■ **DOCUMENT TEXT**
W3C home > Mailing lists > Public > public-mlw-workshop@w3.org > October to December 2012

PLEASE IGNORE Re: [action 265] data category specific confidence scores

From: Dave Lewis <dave.lewis@cs.tcd.ie>
Date: Tue, 13 Nov 2012 17:28:48 +0000
Message-ID: <50A28350.7050708@cs.tcd.ie>
To: public-mlw-workshop@w3.org
Apologies, please ignore, I sent this to the wrong mailing list.

On 13/11/2012 17:20, Dave Lewis wrote:
> Hi all,
> To try and wrap up this point:
> _Reasoning so far:_
> 1) text analytics annotation was proposed as a way of offering a 
> confidence score for text analytics results. As with mtconfidence 
> score, the tools annotaiton is now covered by the itsTool feature, but 
> the proposal for confidence scores remains
> 2) Marcis pointed out, using real world terminology use cases, that we 
> may have several annotations operating on the same fragment, so 
> applying a confidence score to different text analytics annotations 
> with a single data category won't work in these cases because of 
> complete override.
> Also, if we used text analytics annotation with annotation from other 
> data categories we are breaking our 'no dependencies between data 
> category rules'.

■ **GIVEN INFORMATION**

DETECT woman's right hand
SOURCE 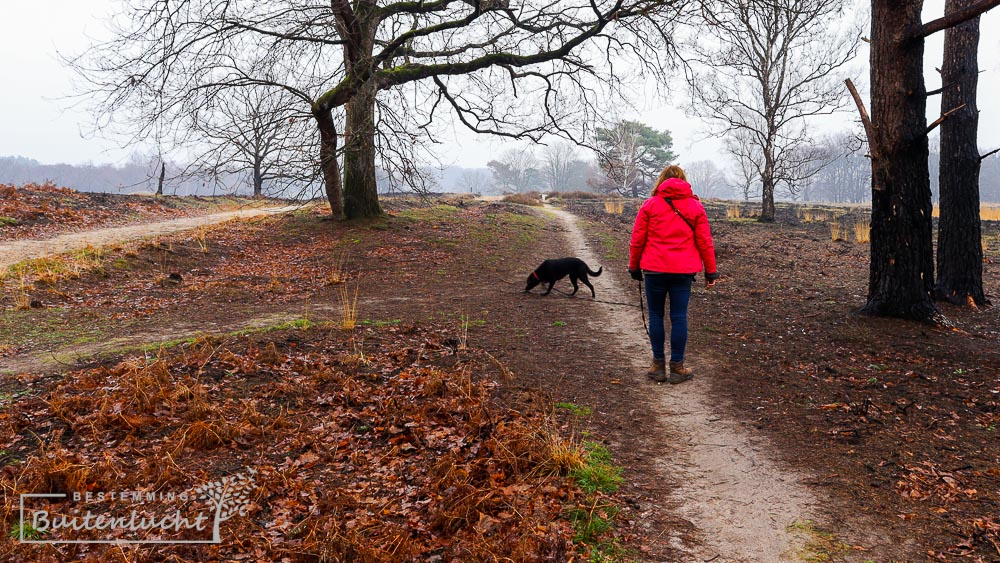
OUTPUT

--

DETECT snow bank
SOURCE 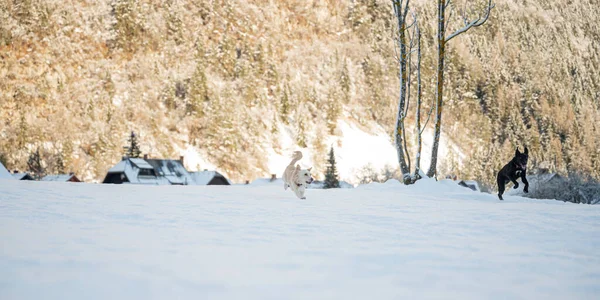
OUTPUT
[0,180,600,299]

■ **AIM 1**
Write out the part of the mailing list message about confidence scores starting at "PLEASE IGNORE Re: [action" and ending at "wrong mailing list.".
■ **AIM 2**
Extend the mailing list message about confidence scores from where it stops.

■ **EXERCISE ANSWER 1**
PLEASE IGNORE Re: [action 265] data category specific confidence scores

From: Dave Lewis <dave.lewis@cs.tcd.ie>
Date: Tue, 13 Nov 2012 17:28:48 +0000
Message-ID: <50A28350.7050708@cs.tcd.ie>
To: public-mlw-workshop@w3.org
Apologies, please ignore, I sent this to the wrong mailing list.

■ **EXERCISE ANSWER 2**
> 3) We could overcome the complete override problems using standoff 
> mark up as in loc quality issue and provenance. But as confidence 
> score would be different for each annotated fragment, that would 
> result in very big stand-off records, and we would still be breaking 
> the data cat dependencies rule. So this doesn't seem a realistic option
> 4) so the suggestion discussed in Lyon was to drop  text analytics 
> annotation altogether as a separate data category and focus on adding 
> confidence attributes to the existing data categories that would 
> benefit from it.
> _Proposal:_
> So i suggest the following and we need you feedback by friday 16th Nov 
> so we can wrap this up on the monday call!
> For those extended with confidence score (terminology, disambiguation) 
> please express your support and any comments by friday - if we don't 
> receive any we will definitely drop these suggestions. Marcis, Tadej 
> in particular, please consider review these.
> For exclusions (domain, localizationQualityissue), this is your last 
> chance to counter-argue in favour of including, otherwise assume these 
> are dropped also.
> i) confidence for terminology: as suggested by Marcis 
> (http://lists.w3.org/Archives/Public/public-multilingualweb-lt/2012Nov/0028.html), 
> revised data category as word revisions attached (addition to local 
> definition, note on its-tools and example  38)
> ii) confidence for disambiguation: revised data category as word 
> revisions attached (addition to local definition, note on its-tools 
> and ex 52)
> iii) domain: I suggest _excluding _this as an annotation to which we 
> attach a confidence score. Its not clear that the use of text 
> analytics to identify domain, while feasible, actually represents a 
> real use case for interoperability mark-up. If use it would probably 
> be internalized by the MT engine. Also, since there are multiple 
> domain values the semantics of a single confidence score is unclear.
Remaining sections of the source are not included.